**Written problem:** Copy out the entries from their start through the line holding "175, 485, 816]]", inclusive, leaving out the pictures.

══ Records supplied

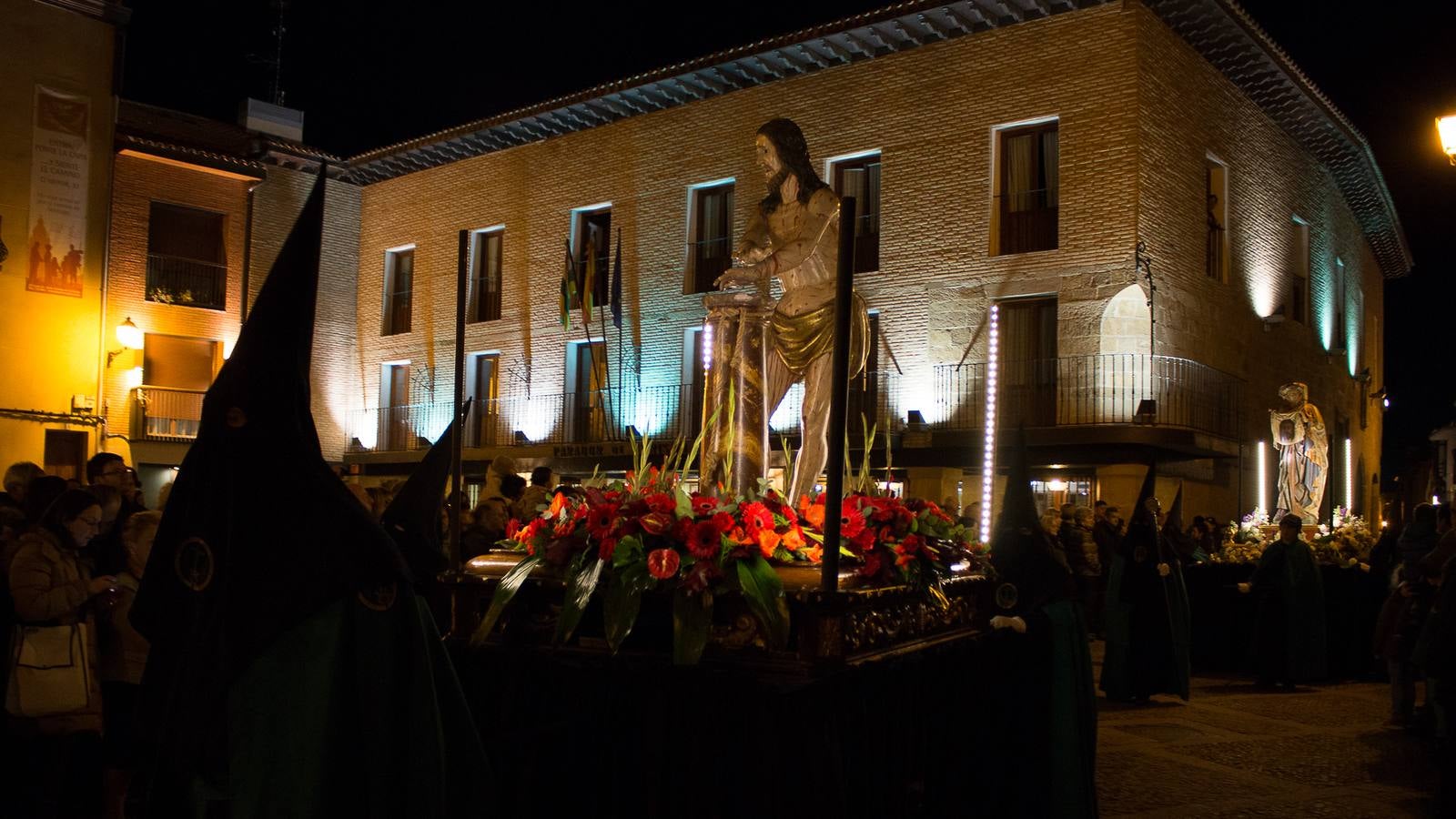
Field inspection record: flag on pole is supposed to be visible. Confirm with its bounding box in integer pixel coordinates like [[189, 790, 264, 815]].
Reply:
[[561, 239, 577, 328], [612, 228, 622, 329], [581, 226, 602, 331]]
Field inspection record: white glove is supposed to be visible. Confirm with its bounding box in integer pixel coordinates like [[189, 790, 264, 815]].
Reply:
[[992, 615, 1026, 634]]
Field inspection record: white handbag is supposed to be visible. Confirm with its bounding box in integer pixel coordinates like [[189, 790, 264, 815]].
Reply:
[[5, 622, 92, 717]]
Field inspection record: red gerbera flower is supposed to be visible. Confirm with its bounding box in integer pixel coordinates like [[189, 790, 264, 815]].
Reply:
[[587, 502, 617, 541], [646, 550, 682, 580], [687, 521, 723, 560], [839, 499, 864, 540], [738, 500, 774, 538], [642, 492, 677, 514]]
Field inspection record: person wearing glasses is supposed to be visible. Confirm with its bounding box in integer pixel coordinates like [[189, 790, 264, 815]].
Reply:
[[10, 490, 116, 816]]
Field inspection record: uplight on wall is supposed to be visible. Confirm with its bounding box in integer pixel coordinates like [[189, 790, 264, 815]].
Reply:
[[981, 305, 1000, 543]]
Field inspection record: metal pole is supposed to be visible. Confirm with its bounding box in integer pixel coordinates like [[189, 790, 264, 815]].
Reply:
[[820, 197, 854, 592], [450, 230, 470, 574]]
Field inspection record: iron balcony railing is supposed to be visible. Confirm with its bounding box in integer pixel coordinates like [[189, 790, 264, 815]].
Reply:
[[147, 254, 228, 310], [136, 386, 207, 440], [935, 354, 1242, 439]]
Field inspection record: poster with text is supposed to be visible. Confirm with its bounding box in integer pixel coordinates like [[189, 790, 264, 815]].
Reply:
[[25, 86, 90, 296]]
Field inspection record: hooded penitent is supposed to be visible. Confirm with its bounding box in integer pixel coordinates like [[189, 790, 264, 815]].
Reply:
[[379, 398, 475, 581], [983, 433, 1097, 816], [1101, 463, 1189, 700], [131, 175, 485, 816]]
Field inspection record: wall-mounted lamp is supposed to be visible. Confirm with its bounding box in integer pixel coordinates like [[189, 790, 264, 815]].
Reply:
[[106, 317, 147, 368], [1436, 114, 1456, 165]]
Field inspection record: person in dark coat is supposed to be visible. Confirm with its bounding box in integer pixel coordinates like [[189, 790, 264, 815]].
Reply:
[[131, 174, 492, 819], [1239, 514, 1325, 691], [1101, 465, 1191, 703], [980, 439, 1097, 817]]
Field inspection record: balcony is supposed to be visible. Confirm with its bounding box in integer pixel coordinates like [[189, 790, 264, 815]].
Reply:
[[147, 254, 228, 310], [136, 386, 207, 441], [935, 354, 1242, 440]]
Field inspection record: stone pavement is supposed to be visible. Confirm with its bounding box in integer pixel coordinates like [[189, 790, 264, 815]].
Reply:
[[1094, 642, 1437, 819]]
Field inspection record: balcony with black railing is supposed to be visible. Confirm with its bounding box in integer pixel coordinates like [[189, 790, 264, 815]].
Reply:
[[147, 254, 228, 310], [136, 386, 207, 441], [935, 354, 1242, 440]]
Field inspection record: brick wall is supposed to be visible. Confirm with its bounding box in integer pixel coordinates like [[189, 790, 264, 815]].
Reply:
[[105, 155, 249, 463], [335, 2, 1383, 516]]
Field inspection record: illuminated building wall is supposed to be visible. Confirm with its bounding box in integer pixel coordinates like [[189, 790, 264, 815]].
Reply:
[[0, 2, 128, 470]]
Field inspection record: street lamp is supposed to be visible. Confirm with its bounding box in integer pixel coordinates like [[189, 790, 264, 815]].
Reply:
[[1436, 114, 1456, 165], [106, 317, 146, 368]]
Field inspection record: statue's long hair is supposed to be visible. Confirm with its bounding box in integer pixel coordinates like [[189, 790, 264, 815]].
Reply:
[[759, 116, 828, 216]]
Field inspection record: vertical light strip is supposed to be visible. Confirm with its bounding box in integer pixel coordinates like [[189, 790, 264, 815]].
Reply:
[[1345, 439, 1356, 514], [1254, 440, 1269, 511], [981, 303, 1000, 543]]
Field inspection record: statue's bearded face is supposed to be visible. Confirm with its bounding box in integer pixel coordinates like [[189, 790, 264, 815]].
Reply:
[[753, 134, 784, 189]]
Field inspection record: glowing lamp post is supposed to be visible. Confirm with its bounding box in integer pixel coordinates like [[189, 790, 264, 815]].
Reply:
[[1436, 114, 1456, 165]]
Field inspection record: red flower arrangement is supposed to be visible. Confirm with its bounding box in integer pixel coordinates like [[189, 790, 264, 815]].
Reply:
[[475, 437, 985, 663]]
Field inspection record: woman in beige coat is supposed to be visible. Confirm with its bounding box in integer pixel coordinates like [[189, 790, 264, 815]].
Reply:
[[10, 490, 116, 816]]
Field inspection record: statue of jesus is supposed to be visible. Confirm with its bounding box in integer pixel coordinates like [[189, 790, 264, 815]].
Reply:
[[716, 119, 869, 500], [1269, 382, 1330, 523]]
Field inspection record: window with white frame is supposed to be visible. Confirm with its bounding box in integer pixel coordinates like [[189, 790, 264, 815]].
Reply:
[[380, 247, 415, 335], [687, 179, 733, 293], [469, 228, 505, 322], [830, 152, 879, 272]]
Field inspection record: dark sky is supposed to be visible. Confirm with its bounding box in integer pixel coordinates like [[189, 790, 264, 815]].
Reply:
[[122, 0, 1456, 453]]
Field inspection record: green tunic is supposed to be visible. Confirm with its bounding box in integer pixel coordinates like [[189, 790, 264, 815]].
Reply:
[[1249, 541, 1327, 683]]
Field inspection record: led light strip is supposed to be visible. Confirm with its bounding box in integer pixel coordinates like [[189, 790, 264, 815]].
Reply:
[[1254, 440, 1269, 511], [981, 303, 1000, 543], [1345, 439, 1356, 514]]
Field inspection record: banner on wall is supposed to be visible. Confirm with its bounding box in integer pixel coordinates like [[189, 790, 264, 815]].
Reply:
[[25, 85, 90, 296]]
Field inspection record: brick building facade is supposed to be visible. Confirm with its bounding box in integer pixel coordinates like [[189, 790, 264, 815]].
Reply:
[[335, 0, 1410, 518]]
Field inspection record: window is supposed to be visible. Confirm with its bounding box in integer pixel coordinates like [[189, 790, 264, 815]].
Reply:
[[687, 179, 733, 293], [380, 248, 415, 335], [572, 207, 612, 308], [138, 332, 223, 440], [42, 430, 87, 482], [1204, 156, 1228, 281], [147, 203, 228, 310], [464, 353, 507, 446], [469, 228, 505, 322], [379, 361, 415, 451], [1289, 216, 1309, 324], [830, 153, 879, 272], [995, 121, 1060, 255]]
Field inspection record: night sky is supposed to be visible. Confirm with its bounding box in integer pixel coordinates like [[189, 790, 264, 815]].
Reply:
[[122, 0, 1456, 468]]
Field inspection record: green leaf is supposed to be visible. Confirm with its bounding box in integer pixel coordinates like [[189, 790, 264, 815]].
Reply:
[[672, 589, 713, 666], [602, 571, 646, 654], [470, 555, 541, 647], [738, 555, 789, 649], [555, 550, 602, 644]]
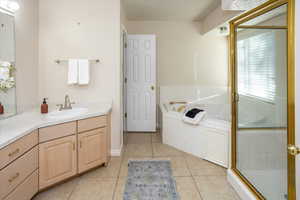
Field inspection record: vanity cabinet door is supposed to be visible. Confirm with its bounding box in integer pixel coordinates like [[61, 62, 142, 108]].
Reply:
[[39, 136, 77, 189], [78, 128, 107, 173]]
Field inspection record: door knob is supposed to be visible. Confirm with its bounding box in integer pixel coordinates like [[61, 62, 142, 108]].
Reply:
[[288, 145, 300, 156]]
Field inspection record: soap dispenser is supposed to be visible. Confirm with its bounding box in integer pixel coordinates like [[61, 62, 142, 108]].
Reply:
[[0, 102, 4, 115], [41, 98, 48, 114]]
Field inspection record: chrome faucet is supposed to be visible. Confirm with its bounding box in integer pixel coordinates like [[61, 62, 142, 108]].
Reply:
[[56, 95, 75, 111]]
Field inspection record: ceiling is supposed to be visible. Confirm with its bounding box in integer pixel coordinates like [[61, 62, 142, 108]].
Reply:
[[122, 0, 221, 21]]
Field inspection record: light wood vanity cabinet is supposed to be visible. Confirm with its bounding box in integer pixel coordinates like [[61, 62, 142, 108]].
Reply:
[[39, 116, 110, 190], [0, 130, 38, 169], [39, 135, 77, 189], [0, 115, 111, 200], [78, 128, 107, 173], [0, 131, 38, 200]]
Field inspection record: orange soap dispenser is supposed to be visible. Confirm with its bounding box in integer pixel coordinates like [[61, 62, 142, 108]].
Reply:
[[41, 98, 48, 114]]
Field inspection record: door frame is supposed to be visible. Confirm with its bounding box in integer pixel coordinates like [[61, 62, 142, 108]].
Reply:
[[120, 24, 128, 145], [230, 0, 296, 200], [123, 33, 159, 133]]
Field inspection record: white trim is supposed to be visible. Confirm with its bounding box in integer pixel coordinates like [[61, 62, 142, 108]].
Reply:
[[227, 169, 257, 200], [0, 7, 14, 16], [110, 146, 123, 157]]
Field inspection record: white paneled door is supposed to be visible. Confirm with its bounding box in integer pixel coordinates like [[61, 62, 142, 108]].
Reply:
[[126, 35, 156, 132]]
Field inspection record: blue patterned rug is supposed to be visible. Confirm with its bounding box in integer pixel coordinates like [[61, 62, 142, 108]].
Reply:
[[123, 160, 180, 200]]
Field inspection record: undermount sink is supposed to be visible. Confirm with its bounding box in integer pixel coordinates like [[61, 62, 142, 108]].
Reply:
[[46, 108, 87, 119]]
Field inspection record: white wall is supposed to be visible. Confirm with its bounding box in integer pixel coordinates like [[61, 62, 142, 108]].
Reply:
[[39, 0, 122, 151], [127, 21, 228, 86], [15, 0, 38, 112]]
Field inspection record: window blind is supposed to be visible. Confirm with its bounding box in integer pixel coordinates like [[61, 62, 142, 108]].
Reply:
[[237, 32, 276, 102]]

════

**Exercise answer:**
Field inspection record: flag on pole is supposed to be visible. Confirm with its bounding box in integer pixel coordinates like [[189, 790, 264, 815]].
Reply:
[[561, 239, 577, 328], [612, 228, 622, 329], [581, 226, 602, 331]]
Field inspection record: white glove is supposed to be visible. Confirm with its bounding box in integer pixel coordinates like [[189, 790, 264, 815]].
Reply:
[[992, 615, 1026, 634]]
Field inspection record: white handbag is supposed to be visible. Confirm with its bounding box in integer pixel coordinates like [[189, 790, 264, 815]].
Reply:
[[5, 622, 92, 717]]
Field inspection record: red gerbera flower is supposed to be visible. Confirm with its bounding box in integer pixel coordinates like [[189, 790, 264, 815]].
Reply:
[[587, 502, 617, 541], [646, 550, 682, 580], [687, 521, 723, 560], [839, 499, 864, 540], [738, 500, 774, 538], [642, 492, 677, 514]]
Field inspection record: person wearing glasses is supposed to be visible. Confirm with its bounding box in integer pixel coordinates like [[189, 790, 264, 815]].
Reply:
[[10, 490, 116, 816]]
Field inspection record: uplight on wall is supposed to be visible. Confirm with its bounding box in integer pixel coordinates like [[189, 790, 264, 815]].
Reply:
[[981, 305, 1000, 543]]
Field inspection record: metal pole is supposed to be visible. Confirm with its bounding box in integer pixel coordinates like [[189, 790, 264, 815]].
Reply:
[[820, 197, 854, 592], [450, 230, 470, 574]]
Field inspection record: iron balcony railing is supposed to be visible. Confirm with its bounding box in integer pixel coordinates like [[189, 790, 264, 815]].
Reply:
[[147, 254, 228, 310], [136, 386, 207, 440], [935, 354, 1242, 439]]
Field inspection record: poster with text is supposed to be visible. Confirm with its bounding box in integer pixel coordinates like [[189, 790, 264, 815]].
Reply:
[[25, 86, 90, 296]]
Field inspection record: hooded penitent is supposed to be visible. Confirm with its bounding box in integer pixel coordinates like [[189, 790, 264, 815]].
Reply:
[[379, 398, 475, 581], [983, 433, 1097, 816], [1101, 463, 1189, 700], [131, 175, 485, 816]]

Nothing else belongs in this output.